Decision Trees Concept

Decision Trees have become a popular algorithm for modern machine learning models. There are two types of a Decision Tree: A Classification Tree where the statements are classified into text categories and a Regression Tree where statements are numbers. This is an example of a Classification Tree:

library(DiagrammeR)

grViz('
digraph {
forcelabels=true;
node [];
    {
        "Are you happy?"  -> Party [xlabel = "True    "];
        "Are you happy?" -> "Take a nap" [xlabel = "       False     "];
    }
}')

A Regression tree looks like:

library(data.tree)
tree <- Node$new("Subject > 100 lbs?")
  leaf1 <- tree$AddChild("Subject > 5 ft tall?")
  leaf2 <- tree$AddChild("Subject <= 5 ft tall?")

* **Exercise aim**: Continue the decision trees passage from the point where it stops.

Image-grounded pointing data:
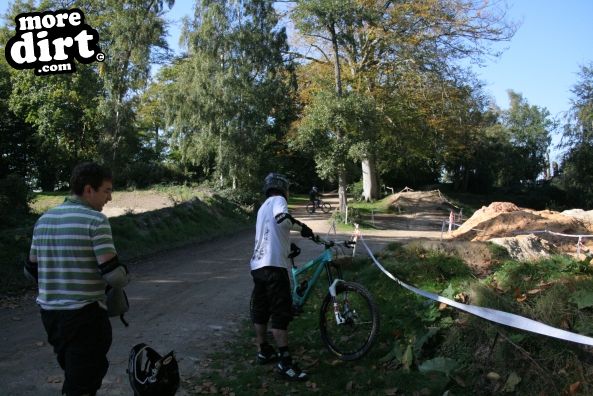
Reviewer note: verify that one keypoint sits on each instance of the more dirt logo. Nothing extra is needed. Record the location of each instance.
(49, 41)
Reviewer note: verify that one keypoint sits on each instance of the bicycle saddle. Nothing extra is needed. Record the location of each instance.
(294, 251)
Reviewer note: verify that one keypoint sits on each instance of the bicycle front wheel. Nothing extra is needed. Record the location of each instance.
(349, 323)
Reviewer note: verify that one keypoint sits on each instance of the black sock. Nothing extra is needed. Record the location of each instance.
(284, 354)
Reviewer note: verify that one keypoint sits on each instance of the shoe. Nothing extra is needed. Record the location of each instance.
(266, 355)
(290, 371)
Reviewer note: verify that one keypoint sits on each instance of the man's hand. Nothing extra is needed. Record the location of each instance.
(306, 232)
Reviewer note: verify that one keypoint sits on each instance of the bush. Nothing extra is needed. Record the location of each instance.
(14, 199)
(145, 174)
(355, 190)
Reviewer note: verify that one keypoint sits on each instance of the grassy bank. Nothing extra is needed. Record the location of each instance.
(201, 216)
(429, 349)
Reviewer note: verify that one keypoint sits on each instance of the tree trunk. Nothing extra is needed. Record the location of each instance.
(342, 180)
(343, 198)
(369, 179)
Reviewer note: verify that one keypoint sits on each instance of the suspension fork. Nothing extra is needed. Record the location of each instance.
(332, 291)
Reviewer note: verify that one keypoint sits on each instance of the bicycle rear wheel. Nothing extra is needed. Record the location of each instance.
(353, 337)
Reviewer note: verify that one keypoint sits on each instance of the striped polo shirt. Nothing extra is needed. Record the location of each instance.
(67, 240)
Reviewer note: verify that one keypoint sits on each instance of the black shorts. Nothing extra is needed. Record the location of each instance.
(271, 298)
(81, 339)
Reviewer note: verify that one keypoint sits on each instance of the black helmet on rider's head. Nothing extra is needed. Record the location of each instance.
(152, 374)
(276, 182)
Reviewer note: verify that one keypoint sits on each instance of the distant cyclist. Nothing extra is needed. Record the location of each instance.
(313, 198)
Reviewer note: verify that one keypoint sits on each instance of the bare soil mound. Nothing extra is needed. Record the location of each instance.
(506, 220)
(581, 214)
(525, 247)
(130, 202)
(476, 255)
(421, 201)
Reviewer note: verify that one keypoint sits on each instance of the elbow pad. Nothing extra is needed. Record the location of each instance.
(114, 273)
(31, 270)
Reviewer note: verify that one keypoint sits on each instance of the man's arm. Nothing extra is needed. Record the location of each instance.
(286, 218)
(31, 268)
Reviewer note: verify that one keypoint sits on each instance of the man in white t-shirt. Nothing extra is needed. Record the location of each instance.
(271, 299)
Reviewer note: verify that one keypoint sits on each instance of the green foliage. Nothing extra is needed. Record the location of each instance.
(145, 174)
(14, 199)
(577, 175)
(231, 97)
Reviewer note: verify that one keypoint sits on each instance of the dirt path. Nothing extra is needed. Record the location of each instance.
(190, 300)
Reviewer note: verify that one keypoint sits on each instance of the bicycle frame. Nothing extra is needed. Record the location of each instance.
(319, 263)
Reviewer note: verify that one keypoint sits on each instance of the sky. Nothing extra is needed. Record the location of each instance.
(541, 61)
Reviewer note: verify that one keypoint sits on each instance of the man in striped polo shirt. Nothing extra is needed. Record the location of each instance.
(73, 259)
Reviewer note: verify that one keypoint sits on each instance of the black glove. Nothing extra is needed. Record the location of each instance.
(306, 232)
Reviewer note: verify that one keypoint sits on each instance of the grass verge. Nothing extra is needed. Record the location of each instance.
(426, 348)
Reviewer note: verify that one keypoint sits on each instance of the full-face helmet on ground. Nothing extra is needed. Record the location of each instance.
(277, 182)
(152, 374)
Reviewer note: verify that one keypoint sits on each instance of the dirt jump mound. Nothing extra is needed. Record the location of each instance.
(506, 220)
(420, 201)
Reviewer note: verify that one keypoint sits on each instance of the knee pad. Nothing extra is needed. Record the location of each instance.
(280, 321)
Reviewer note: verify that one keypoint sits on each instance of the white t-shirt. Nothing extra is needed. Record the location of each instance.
(272, 240)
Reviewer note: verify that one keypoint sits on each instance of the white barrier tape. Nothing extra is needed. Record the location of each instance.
(554, 233)
(490, 314)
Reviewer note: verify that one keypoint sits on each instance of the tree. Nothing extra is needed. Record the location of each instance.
(577, 164)
(375, 39)
(529, 128)
(132, 35)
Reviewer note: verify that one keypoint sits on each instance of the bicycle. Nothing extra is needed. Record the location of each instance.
(348, 318)
(319, 204)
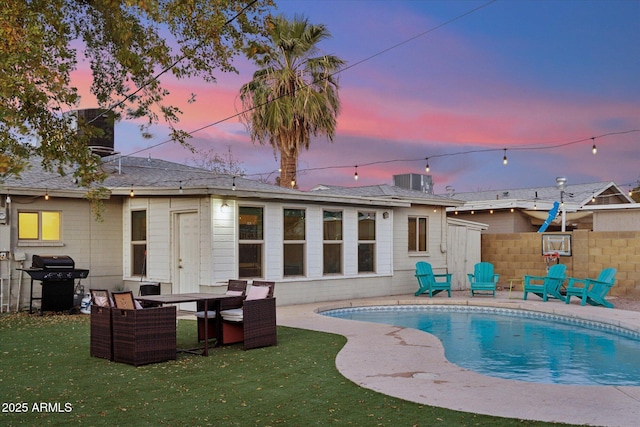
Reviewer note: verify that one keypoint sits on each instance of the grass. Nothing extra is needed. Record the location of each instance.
(45, 360)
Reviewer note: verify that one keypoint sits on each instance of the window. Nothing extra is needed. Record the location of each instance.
(366, 242)
(332, 242)
(250, 241)
(138, 243)
(294, 242)
(418, 227)
(39, 226)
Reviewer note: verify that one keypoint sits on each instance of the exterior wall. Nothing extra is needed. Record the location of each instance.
(615, 220)
(404, 280)
(313, 286)
(515, 255)
(162, 257)
(93, 245)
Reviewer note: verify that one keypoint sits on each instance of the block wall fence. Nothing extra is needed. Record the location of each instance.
(515, 255)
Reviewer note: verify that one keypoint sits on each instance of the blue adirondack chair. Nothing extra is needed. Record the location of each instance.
(592, 291)
(483, 279)
(547, 286)
(431, 283)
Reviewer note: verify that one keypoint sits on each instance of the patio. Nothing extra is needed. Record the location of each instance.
(410, 364)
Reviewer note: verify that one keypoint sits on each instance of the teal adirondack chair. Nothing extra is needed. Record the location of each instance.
(550, 284)
(431, 283)
(483, 279)
(592, 291)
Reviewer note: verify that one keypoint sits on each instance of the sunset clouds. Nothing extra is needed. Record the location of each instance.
(519, 75)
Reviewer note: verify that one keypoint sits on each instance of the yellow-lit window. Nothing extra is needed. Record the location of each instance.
(43, 226)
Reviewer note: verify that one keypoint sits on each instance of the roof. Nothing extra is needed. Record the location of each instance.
(576, 196)
(389, 192)
(155, 177)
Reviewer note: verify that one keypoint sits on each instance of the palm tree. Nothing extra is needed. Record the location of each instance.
(294, 93)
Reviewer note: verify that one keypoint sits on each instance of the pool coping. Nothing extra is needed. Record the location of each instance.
(410, 364)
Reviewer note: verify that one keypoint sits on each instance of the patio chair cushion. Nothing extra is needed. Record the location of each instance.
(257, 292)
(233, 315)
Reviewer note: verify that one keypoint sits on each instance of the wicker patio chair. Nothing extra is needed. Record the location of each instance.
(234, 287)
(255, 323)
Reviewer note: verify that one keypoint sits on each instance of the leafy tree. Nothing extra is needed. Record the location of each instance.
(129, 44)
(294, 93)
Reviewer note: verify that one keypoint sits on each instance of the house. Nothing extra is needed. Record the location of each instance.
(525, 210)
(191, 230)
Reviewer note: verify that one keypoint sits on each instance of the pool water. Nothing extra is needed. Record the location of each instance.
(520, 345)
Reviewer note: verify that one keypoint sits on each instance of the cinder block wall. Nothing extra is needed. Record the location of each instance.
(515, 255)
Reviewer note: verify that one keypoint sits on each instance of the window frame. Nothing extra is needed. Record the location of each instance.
(368, 242)
(333, 242)
(40, 224)
(417, 234)
(139, 265)
(251, 242)
(294, 242)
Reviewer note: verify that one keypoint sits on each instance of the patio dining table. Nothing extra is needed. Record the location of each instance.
(207, 299)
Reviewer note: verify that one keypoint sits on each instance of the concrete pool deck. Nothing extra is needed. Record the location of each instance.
(410, 364)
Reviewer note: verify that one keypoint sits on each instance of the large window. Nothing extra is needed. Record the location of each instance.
(418, 229)
(366, 242)
(332, 242)
(139, 243)
(250, 241)
(294, 242)
(39, 226)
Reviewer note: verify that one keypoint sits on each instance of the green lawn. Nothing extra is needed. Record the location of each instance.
(48, 377)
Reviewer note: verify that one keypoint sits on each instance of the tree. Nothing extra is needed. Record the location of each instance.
(294, 93)
(219, 163)
(130, 45)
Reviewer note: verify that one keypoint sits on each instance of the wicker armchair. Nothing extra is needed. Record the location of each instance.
(144, 336)
(226, 304)
(255, 323)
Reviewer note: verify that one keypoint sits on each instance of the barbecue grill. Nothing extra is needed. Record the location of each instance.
(57, 274)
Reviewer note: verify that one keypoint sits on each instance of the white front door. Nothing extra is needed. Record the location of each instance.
(188, 254)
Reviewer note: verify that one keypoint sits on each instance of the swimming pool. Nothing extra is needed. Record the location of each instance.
(519, 345)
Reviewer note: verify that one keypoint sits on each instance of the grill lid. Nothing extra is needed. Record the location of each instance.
(52, 262)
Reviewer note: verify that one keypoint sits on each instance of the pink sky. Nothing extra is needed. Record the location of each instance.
(512, 75)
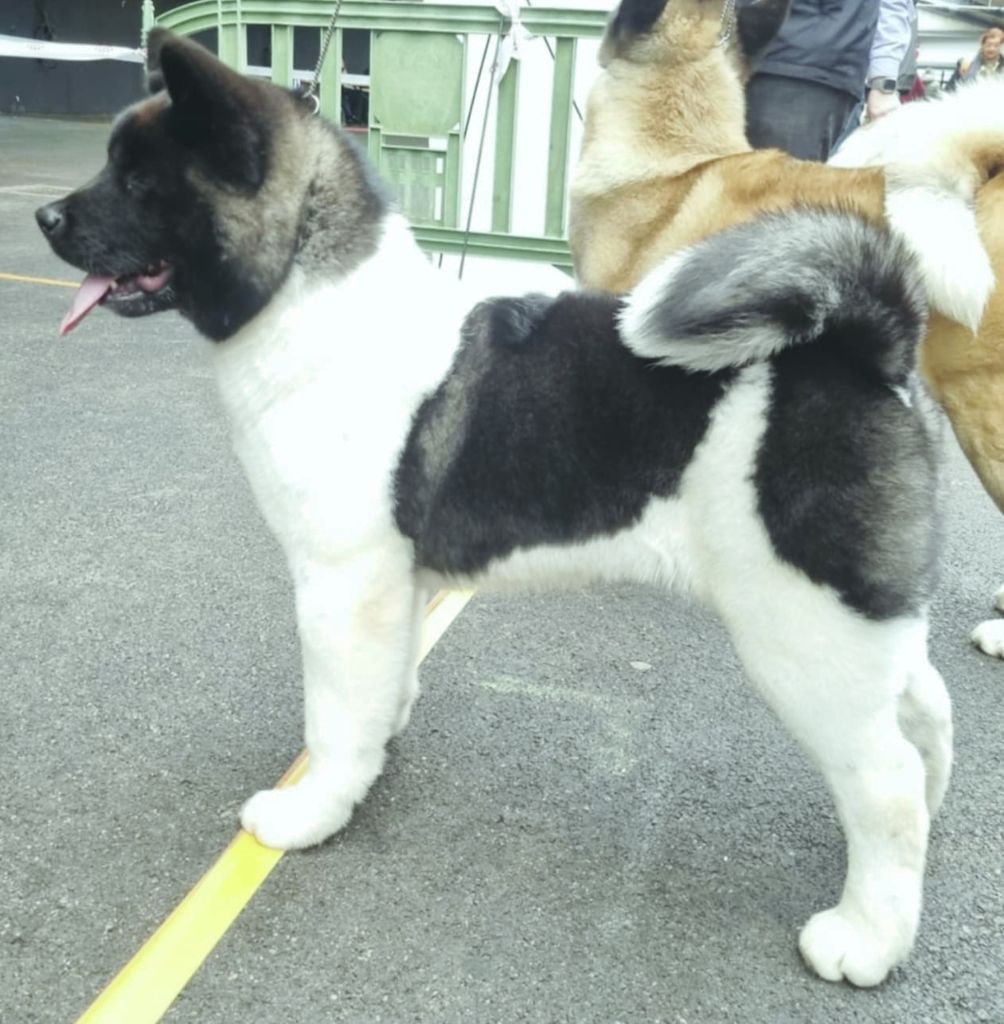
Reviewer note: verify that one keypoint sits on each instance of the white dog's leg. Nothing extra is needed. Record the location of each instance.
(989, 636)
(841, 705)
(925, 717)
(356, 624)
(409, 690)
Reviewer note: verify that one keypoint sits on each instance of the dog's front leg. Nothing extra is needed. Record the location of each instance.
(356, 623)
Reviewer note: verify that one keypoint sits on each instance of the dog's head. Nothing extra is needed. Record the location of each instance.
(674, 32)
(176, 219)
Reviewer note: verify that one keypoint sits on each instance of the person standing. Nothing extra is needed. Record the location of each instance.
(988, 60)
(810, 81)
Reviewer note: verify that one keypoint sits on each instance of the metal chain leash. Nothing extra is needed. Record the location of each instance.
(727, 22)
(311, 92)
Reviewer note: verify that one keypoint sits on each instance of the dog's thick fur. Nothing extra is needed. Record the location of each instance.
(736, 427)
(665, 163)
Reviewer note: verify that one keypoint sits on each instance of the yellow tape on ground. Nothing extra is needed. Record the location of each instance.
(39, 281)
(152, 980)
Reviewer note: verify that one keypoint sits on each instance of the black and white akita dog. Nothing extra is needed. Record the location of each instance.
(747, 426)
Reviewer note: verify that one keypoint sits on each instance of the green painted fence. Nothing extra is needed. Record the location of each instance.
(417, 102)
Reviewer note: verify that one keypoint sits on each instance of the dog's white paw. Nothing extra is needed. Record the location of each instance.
(294, 817)
(989, 636)
(838, 944)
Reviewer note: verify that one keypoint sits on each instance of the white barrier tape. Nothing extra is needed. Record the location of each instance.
(515, 40)
(40, 49)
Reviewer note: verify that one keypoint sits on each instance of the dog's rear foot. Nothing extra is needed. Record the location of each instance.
(840, 944)
(296, 816)
(989, 637)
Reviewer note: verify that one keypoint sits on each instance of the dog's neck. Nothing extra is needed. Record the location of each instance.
(342, 210)
(699, 110)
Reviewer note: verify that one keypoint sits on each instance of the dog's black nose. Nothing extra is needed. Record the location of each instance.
(51, 218)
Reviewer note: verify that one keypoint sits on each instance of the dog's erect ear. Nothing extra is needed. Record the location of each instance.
(634, 17)
(757, 24)
(214, 112)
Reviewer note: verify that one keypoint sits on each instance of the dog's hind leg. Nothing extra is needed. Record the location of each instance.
(835, 679)
(409, 690)
(356, 623)
(925, 717)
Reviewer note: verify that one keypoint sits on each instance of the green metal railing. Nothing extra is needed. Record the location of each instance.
(418, 72)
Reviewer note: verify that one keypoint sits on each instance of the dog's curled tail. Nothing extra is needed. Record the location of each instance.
(748, 293)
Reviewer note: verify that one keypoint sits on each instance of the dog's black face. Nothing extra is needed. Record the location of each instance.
(170, 221)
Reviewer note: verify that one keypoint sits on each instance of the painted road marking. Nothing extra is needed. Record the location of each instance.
(147, 986)
(22, 279)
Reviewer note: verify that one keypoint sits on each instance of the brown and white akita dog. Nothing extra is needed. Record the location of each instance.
(665, 163)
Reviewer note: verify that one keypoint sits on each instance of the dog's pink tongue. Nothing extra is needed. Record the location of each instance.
(88, 295)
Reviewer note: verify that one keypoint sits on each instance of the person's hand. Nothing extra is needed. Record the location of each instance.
(880, 103)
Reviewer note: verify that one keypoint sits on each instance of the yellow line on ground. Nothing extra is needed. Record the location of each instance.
(147, 986)
(39, 281)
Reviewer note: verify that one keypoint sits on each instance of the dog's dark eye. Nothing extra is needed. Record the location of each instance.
(136, 183)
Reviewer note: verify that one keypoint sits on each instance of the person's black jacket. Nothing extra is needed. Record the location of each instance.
(825, 41)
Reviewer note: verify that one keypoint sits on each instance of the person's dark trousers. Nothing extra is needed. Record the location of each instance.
(803, 118)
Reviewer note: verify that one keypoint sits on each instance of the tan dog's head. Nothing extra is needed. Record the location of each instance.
(677, 32)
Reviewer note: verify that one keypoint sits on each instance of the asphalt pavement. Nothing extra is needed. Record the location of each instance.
(590, 819)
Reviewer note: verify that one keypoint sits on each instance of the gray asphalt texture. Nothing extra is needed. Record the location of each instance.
(562, 835)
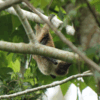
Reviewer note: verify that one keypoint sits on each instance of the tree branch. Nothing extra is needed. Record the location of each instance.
(64, 39)
(8, 3)
(45, 86)
(39, 50)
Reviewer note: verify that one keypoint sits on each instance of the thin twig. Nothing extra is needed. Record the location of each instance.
(45, 86)
(8, 3)
(25, 24)
(64, 39)
(93, 12)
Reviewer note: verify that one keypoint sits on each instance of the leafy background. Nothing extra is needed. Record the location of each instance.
(11, 80)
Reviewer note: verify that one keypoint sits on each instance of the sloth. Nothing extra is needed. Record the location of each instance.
(49, 66)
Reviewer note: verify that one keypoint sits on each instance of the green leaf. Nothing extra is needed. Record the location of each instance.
(90, 81)
(5, 72)
(64, 87)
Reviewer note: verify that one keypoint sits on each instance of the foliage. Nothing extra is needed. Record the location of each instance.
(11, 80)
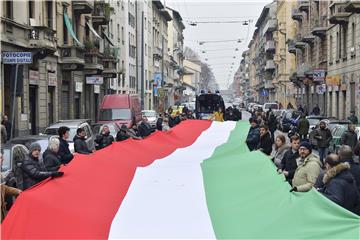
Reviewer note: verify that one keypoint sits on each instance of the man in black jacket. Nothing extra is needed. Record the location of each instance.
(144, 128)
(288, 163)
(104, 139)
(253, 137)
(51, 159)
(64, 152)
(346, 155)
(80, 145)
(33, 171)
(340, 186)
(265, 144)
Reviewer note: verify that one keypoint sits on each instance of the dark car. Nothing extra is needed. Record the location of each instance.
(288, 118)
(12, 154)
(43, 140)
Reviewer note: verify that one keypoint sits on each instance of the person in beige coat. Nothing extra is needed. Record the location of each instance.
(308, 170)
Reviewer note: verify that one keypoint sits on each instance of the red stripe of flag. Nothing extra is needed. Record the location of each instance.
(83, 203)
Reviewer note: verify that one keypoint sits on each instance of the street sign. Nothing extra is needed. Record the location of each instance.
(17, 57)
(319, 75)
(96, 80)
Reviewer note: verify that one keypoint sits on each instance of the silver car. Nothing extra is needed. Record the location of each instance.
(74, 124)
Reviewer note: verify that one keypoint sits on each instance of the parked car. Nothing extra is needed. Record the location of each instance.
(207, 103)
(120, 109)
(151, 116)
(97, 128)
(289, 117)
(74, 124)
(273, 106)
(12, 154)
(43, 140)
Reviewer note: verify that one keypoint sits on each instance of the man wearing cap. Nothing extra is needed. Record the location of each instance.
(253, 137)
(308, 169)
(323, 137)
(353, 119)
(33, 171)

* **Answer**:
plot(tree)

We will first go over the details of Classification Trees. Note that a Classification Tree can have a mix of numeric and categorical statements. Also, it can have the same numeric variable with different inequalities. From now on we will proceed to the left arrow if the condition is True and proceed to the right otherwise.

Let’s say we have the following data:

smoking <- c("yes", "yes", "yes", "no", "no")
diabetes <- c("yes", "yes", "no", "yes", "no")
age <- c(19, 21, 23, 27, 31)
cancer <- c("yes", "no", "no", "yes", "no")
df <- data.frame(smoking, diabetes, age, cancer)

library(dplyr)
knitr::kable(df, align = "c", caption = "<center>Table 1</center>") %>% 
  kableExtra::kable_styling(position = "center", full_width = F)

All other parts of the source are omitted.